TASK DESCRIPTION
Repeat every entry exactly. Pictures stay out.
━━ THE DATA ━━
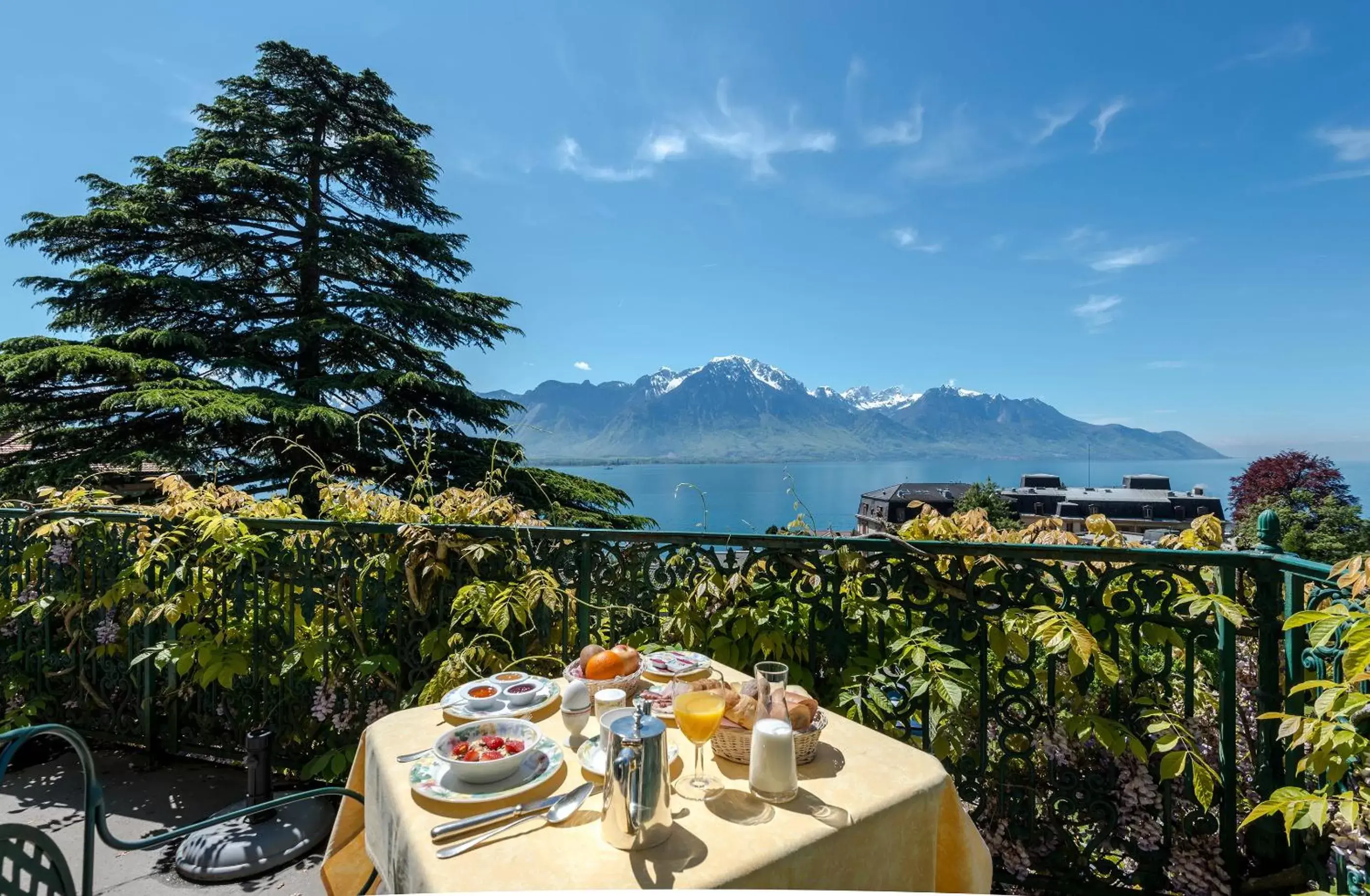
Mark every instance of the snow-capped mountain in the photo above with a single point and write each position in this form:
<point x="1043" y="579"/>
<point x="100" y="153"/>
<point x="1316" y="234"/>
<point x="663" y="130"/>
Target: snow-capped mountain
<point x="740" y="409"/>
<point x="865" y="399"/>
<point x="730" y="369"/>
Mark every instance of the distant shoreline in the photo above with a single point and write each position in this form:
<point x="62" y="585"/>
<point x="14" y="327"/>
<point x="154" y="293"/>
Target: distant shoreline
<point x="639" y="462"/>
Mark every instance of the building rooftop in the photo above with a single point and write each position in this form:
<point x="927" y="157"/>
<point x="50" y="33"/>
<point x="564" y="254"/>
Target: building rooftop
<point x="917" y="492"/>
<point x="1114" y="494"/>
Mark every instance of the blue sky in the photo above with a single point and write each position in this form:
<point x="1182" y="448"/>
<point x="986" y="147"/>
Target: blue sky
<point x="1146" y="213"/>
━━━
RESPONSE TO THE TASK
Mark every instance of the snow-capped mountain in the photo above with a single point and write each position in this form:
<point x="1043" y="579"/>
<point x="100" y="153"/>
<point x="1316" y="234"/>
<point x="663" y="130"/>
Target: snow-capped mountain
<point x="740" y="409"/>
<point x="865" y="399"/>
<point x="730" y="369"/>
Mark every instance of the distant shoreline in the photo above with a single point and write each position in this form:
<point x="62" y="585"/>
<point x="14" y="327"/>
<point x="154" y="293"/>
Target: distant shoreline
<point x="639" y="462"/>
Mark every instance of the building rooftop in the photo above with a single point and write each position in this form:
<point x="927" y="157"/>
<point x="50" y="33"/>
<point x="564" y="254"/>
Target: building rooftop
<point x="917" y="492"/>
<point x="1114" y="494"/>
Mark every instance of the blue sky in the photo above with a single point and write each position in this form:
<point x="1182" y="448"/>
<point x="986" y="147"/>
Target: blue sky
<point x="1146" y="213"/>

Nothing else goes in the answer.